_PROBLEM TO WORK ON_
Retype the section of the text on laser-based cell separation that begins at the words "Also, U.S. Pat." and stops after the words "the living cells.".

Also, U.S. Pat. Nos. 4,624,915 and 4,626,687 disclose methods and devices for the separation and segregation of living cells using a focused radiant energy beam. In accordance with these methods, living, anchorage-dependent target cells are moved on a microscope stage in two dimensions while the laser beam is directed through the objective lens of the microscope at individual living cells, or at the film supporting the cells. The living cells are viewed on the slides with no cover slip and while nutritive cell medium is flowing over the cells. Selection is based on a cellular light response to an attenuated laser beam, and undesired cells are killed with radiant energy from a focused, high power laser beam. Living cell selection can be accomplished by computer analysis of the fluorescence pattern of the living cells.
Freeze-dried tissue sections have been microdissected using a laser after first storing coordinates to be dissected from a non-freeze dried adjacent section using a drawing tube (Klimek et al., Carcinogenesis: 5(2):265-268, 1984). Because the tissue sections to be microdissected must be freeze-dried at -40.degree. C. and stored under vacuum at -45.degree. C., because the tissue shrinks when it is freeze dried, and because the regions to be dissected must be indirectly identified through the use of a drawing tube, this method is also very cumbersome and limited in precision. It does not allow specific individual cellular localization and ablation.

_INFORMATION GIVEN_
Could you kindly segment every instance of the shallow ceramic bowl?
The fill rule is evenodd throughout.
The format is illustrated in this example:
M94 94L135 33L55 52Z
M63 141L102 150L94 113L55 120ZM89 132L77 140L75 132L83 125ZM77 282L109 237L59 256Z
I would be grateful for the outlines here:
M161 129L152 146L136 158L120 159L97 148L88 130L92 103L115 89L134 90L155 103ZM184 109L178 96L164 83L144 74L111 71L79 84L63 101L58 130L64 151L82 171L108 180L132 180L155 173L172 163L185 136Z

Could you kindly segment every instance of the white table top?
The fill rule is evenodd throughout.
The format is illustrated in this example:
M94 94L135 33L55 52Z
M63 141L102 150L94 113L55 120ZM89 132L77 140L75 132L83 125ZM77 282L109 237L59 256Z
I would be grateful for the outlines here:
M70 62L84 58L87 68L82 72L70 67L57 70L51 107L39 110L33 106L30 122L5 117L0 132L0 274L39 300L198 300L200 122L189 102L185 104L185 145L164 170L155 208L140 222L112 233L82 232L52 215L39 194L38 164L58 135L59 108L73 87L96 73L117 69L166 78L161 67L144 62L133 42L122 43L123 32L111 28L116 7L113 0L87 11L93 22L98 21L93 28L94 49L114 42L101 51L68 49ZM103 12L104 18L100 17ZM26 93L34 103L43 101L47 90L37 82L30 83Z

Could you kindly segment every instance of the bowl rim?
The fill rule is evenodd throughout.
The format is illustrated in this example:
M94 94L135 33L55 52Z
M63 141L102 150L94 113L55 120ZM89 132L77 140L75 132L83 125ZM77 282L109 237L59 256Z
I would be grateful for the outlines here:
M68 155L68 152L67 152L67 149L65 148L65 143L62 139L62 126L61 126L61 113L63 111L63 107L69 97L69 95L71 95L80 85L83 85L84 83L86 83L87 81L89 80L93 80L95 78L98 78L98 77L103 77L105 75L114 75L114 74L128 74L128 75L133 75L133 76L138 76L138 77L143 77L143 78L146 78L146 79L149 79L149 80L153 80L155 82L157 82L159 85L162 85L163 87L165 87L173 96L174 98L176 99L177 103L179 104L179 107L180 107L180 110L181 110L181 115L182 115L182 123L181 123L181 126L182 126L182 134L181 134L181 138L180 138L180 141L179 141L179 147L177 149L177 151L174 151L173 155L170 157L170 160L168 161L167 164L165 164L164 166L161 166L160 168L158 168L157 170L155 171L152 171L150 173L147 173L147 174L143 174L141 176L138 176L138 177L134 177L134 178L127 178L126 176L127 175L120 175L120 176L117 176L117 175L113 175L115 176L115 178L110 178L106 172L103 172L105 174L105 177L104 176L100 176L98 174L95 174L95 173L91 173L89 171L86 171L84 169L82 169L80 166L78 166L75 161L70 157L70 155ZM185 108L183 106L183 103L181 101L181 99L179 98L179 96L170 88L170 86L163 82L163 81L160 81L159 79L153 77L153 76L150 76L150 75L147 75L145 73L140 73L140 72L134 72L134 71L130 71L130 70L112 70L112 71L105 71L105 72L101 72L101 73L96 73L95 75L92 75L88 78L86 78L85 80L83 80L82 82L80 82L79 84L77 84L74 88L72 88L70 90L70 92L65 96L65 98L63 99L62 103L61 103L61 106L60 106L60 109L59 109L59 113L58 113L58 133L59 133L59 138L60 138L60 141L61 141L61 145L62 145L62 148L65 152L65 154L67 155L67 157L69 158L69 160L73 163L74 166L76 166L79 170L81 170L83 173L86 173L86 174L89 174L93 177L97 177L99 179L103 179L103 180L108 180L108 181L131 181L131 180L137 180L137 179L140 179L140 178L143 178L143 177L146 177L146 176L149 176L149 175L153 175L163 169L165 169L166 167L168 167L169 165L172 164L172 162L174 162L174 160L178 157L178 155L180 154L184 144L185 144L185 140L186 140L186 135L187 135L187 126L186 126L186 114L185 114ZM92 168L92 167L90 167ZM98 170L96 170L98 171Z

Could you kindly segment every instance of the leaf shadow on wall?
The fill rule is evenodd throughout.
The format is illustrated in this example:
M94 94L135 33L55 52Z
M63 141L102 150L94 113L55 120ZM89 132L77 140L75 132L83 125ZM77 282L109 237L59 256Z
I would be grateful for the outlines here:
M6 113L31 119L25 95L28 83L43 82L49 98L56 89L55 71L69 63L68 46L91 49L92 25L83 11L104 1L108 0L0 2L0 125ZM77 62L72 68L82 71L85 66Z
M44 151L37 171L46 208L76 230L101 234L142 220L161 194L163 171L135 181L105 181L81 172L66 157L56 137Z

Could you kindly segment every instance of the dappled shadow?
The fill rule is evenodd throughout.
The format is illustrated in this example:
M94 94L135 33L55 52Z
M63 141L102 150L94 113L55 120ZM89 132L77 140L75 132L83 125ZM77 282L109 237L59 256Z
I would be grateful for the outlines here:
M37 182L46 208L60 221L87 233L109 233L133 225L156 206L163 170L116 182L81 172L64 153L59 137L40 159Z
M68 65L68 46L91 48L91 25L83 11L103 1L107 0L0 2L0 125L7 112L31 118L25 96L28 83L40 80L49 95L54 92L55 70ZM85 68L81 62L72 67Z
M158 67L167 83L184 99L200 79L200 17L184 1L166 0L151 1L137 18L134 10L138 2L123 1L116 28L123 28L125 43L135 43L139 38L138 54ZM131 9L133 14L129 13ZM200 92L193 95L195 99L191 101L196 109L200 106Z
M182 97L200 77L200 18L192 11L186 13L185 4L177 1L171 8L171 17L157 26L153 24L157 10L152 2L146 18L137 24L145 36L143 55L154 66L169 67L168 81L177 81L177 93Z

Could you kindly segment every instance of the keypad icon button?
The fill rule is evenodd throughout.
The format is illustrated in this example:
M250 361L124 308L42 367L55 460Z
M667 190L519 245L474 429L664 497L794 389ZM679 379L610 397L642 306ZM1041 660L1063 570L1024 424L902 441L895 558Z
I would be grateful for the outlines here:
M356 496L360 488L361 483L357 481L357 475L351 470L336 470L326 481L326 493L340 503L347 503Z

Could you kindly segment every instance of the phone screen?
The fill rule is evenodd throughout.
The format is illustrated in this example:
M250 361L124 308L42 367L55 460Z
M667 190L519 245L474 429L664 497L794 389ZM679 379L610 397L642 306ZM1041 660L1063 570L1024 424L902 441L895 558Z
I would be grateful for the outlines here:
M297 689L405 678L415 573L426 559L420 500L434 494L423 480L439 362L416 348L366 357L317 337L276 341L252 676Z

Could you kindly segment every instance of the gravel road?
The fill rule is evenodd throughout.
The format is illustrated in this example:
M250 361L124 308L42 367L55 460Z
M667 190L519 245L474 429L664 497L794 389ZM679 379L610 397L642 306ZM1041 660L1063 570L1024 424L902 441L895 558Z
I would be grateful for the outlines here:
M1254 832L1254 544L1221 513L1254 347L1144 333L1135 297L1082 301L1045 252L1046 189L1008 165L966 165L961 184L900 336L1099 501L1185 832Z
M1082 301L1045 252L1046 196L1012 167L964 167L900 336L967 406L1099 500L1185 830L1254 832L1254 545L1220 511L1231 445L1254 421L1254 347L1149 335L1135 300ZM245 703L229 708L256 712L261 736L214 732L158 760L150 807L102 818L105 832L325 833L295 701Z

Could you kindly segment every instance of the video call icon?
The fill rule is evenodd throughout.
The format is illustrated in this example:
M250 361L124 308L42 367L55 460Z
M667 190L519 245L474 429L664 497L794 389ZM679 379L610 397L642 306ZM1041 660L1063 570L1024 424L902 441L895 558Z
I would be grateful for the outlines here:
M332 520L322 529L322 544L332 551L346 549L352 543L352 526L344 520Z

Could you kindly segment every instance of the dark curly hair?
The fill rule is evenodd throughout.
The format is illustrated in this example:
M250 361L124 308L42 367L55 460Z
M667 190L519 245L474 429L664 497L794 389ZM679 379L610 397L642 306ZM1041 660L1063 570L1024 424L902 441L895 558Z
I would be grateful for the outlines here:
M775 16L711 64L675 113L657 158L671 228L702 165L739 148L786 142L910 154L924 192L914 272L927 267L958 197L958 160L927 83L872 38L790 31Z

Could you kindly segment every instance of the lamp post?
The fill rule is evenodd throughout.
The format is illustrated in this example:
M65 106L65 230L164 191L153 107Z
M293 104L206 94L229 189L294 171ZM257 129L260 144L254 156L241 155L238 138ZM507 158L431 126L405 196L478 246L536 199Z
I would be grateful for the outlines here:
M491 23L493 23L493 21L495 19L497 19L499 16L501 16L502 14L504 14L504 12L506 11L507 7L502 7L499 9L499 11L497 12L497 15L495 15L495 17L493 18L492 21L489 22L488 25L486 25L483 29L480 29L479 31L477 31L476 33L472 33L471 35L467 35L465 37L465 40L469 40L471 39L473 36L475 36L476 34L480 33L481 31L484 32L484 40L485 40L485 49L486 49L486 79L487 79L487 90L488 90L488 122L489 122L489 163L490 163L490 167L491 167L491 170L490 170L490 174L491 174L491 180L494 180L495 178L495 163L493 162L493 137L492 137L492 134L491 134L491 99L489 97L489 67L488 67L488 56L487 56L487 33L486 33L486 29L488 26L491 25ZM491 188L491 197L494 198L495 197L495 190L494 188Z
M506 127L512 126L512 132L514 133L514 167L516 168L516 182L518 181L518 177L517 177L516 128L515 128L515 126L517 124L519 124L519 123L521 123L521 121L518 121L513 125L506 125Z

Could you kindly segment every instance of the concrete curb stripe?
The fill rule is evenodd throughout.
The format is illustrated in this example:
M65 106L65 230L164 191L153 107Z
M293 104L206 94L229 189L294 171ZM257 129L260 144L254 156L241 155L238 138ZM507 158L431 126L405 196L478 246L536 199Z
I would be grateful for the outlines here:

_COMPLETED TASK_
Also, U.S. Pat. Nos. 4,624,915 and 4,626,687 disclose methods and devices for the separation and segregation of living cells using a focused radiant energy beam. In accordance with these methods, living, anchorage-dependent target cells are moved on a microscope stage in two dimensions while the laser beam is directed through the objective lens of the microscope at individual living cells, or at the film supporting the cells. The living cells are viewed on the slides with no cover slip and while nutritive cell medium is flowing over the cells. Selection is based on a cellular light response to an attenuated laser beam, and undesired cells are killed with radiant energy from a focused, high power laser beam. Living cell selection can be accomplished by computer analysis of the fluorescence pattern of the living cells.